Source data section start

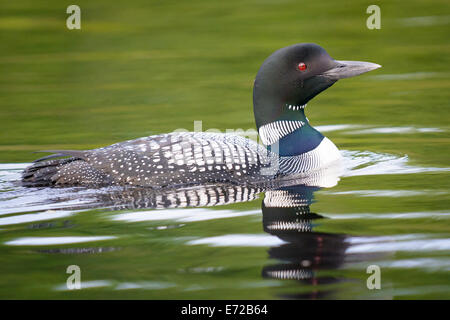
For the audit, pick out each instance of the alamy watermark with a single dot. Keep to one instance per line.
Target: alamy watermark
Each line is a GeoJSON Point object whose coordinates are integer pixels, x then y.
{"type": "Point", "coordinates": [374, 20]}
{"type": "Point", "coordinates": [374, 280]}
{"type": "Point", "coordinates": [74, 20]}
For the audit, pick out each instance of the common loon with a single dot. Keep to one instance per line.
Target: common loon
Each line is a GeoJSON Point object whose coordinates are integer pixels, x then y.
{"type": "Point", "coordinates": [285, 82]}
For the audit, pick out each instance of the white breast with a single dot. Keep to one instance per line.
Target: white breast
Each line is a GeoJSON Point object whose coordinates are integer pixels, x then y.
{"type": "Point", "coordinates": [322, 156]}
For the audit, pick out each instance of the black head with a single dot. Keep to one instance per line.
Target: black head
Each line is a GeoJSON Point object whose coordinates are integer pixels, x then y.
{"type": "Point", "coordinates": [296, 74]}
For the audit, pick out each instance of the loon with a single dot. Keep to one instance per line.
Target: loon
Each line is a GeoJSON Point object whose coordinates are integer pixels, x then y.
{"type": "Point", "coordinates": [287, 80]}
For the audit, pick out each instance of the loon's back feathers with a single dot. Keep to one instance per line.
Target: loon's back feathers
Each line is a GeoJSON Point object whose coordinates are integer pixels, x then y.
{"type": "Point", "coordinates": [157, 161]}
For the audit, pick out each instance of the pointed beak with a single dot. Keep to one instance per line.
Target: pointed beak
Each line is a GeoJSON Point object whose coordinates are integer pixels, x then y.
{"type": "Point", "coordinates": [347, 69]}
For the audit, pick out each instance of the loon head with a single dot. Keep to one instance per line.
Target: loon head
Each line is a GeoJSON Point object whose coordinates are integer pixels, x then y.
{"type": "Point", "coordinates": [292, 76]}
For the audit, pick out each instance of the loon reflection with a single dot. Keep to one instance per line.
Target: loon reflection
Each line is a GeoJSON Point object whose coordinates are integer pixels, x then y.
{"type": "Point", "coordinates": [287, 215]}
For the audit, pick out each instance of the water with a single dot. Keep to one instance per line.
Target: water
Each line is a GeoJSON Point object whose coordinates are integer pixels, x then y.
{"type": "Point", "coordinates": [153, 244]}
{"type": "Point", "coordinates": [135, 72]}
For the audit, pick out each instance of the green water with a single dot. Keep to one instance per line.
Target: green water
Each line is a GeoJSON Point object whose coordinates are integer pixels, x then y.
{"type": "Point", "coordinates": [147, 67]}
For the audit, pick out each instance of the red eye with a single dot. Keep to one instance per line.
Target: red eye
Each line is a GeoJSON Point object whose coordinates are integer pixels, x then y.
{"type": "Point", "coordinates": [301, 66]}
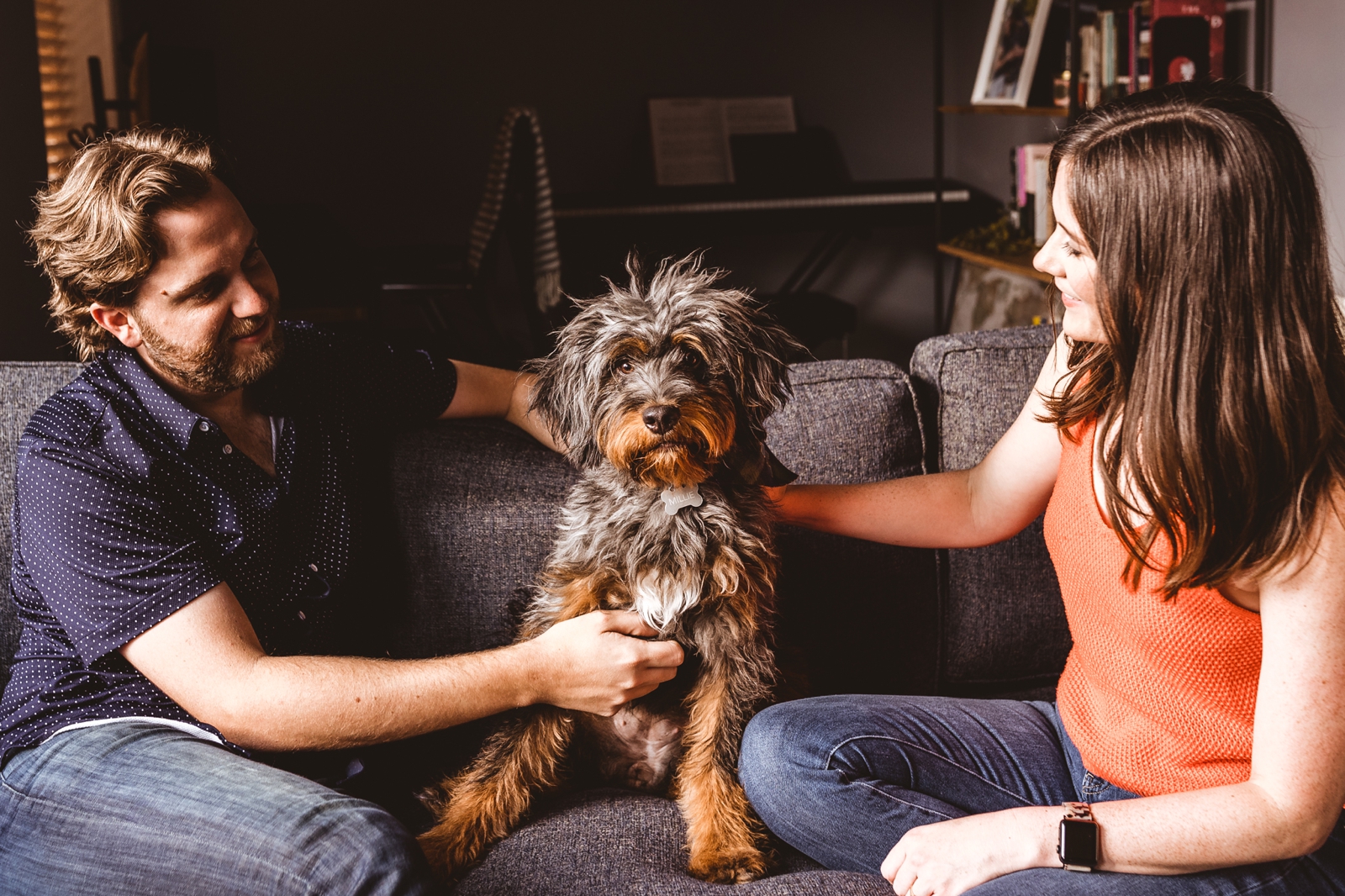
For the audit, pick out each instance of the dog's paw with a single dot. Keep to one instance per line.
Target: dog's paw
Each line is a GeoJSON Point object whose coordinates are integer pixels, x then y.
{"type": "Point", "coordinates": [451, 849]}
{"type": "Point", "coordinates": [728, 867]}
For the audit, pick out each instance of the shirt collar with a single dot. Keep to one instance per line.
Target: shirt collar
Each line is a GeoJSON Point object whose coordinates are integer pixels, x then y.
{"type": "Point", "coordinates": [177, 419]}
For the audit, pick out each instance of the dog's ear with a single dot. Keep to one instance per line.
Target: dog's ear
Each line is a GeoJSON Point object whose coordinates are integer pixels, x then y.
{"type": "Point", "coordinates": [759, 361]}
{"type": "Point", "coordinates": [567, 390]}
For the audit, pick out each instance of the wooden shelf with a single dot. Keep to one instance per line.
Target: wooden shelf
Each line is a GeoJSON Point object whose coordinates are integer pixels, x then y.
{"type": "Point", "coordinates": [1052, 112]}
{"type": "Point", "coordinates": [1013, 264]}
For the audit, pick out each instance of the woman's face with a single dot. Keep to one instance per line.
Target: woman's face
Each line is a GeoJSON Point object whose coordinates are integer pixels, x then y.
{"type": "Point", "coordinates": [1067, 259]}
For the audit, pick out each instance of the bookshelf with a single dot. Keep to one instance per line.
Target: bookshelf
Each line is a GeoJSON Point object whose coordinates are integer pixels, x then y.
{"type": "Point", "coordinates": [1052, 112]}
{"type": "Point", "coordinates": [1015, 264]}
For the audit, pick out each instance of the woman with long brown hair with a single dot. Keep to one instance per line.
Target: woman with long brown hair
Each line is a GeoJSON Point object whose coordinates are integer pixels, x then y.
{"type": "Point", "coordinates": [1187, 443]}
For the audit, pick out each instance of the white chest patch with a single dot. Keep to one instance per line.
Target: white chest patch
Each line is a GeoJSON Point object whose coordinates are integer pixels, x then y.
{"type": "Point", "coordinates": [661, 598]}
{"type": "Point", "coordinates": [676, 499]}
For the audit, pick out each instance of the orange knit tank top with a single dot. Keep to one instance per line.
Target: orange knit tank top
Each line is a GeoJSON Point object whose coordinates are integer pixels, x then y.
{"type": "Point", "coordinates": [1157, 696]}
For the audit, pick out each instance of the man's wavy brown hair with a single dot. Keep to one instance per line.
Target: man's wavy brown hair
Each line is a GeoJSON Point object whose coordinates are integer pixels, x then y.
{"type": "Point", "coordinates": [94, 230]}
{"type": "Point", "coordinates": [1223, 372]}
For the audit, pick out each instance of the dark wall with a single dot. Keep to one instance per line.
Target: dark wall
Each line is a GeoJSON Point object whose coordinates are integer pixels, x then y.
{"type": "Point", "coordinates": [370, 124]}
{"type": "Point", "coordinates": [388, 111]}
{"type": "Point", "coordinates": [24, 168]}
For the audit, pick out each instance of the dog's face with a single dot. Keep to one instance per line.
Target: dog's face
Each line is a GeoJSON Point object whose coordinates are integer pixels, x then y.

Source data section end
Source data section start

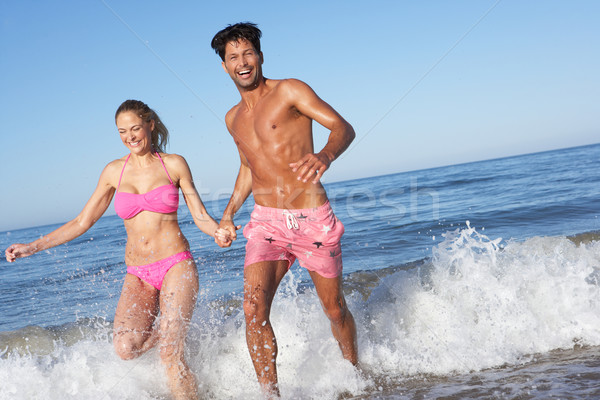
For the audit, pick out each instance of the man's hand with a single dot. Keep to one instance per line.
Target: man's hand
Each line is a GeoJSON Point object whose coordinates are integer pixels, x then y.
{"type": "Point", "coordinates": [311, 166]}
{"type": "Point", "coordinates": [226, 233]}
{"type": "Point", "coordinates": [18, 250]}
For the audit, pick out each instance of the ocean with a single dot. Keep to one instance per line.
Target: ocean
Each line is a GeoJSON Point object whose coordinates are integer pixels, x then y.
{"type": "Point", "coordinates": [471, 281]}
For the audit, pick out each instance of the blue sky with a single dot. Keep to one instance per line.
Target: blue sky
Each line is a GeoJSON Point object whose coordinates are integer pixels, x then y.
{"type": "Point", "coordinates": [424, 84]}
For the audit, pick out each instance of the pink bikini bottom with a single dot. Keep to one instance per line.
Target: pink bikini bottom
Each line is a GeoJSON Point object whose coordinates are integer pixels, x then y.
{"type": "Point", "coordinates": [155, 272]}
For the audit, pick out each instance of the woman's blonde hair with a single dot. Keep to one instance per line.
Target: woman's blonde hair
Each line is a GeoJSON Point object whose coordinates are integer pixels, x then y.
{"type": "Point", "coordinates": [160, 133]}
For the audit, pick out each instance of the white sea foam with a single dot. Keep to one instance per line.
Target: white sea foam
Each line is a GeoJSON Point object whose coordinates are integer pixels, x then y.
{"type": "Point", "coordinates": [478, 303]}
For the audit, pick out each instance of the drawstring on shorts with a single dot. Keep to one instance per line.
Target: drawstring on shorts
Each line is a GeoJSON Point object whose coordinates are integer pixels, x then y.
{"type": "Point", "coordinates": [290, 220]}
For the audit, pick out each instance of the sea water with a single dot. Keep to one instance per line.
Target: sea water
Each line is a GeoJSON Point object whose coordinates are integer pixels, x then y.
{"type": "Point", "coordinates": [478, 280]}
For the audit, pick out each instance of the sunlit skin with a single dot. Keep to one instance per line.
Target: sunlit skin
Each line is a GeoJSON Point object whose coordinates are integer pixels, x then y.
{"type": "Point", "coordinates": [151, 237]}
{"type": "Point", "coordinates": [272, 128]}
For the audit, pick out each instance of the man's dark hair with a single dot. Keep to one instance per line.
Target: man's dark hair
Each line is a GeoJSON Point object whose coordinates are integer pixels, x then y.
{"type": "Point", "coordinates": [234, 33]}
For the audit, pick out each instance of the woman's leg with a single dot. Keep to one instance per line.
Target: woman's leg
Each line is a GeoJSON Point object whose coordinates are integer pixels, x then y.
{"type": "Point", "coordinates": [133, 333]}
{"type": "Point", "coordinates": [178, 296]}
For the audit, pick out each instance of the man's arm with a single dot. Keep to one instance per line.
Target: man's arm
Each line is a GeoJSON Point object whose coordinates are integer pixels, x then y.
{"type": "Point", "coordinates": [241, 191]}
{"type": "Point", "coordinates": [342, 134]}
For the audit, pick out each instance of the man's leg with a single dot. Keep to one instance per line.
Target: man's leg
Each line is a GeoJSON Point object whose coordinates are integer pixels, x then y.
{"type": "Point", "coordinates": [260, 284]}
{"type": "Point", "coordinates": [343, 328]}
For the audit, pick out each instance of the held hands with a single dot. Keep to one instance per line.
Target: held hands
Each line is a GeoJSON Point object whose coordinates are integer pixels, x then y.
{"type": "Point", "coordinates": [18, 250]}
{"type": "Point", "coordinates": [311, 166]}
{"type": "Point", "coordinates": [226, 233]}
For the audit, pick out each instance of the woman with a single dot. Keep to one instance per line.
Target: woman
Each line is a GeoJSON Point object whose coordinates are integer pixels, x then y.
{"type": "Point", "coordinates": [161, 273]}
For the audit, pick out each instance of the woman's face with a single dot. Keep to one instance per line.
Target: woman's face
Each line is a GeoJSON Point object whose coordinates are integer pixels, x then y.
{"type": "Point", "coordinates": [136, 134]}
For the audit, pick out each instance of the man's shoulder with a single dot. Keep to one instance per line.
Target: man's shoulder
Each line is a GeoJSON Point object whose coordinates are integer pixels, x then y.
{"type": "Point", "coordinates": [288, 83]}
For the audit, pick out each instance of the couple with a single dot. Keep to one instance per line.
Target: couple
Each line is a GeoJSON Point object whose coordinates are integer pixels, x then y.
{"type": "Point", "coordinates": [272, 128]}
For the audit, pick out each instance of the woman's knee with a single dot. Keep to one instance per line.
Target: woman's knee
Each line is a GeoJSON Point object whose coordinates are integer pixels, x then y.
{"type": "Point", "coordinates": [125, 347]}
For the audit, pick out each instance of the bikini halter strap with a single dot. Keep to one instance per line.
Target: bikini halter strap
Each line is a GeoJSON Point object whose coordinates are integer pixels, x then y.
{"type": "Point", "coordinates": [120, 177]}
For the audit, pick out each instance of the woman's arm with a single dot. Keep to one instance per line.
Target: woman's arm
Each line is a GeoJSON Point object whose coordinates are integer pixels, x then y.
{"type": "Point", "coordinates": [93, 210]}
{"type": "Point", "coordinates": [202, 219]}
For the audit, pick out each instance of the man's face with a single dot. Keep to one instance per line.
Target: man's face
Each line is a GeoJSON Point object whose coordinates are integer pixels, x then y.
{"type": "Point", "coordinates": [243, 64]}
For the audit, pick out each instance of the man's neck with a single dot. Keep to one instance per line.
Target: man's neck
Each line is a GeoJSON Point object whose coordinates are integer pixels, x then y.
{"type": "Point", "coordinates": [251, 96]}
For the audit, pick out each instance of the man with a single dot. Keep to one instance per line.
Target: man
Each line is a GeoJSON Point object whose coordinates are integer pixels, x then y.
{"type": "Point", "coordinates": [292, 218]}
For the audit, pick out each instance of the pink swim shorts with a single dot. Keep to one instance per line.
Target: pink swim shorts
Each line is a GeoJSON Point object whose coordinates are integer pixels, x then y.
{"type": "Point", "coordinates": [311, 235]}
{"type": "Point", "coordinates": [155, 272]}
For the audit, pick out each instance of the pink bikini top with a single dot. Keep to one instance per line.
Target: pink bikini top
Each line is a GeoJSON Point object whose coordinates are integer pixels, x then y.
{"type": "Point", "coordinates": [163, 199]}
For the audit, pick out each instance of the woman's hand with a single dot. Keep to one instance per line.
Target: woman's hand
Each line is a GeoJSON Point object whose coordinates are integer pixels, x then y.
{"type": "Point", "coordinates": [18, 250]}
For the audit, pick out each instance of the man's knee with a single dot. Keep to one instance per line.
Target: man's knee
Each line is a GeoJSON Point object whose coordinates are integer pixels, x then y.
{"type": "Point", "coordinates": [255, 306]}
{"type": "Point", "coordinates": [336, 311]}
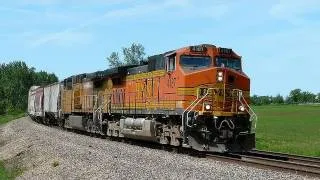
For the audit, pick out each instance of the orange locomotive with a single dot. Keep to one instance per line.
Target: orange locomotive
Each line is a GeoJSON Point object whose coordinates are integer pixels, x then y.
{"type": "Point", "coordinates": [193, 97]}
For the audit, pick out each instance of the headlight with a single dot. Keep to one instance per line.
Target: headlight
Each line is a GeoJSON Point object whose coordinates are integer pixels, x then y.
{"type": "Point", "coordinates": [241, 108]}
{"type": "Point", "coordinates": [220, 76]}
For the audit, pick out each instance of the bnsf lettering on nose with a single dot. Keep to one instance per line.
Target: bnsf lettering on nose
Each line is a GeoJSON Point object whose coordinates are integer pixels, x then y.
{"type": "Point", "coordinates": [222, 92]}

Source data section end

### Brief:
All lines in the data above from the one with "Target: common loon" through the one with "Target: white breast" must be repeated exactly, and no others.

### The completed task:
Target: common loon
Each line is a GeoJSON Point object whose coordinates are integer pixels, x then y.
{"type": "Point", "coordinates": [285, 82]}
For the audit, pick out each instance of the white breast with a single dot. Keep to one instance per line.
Target: white breast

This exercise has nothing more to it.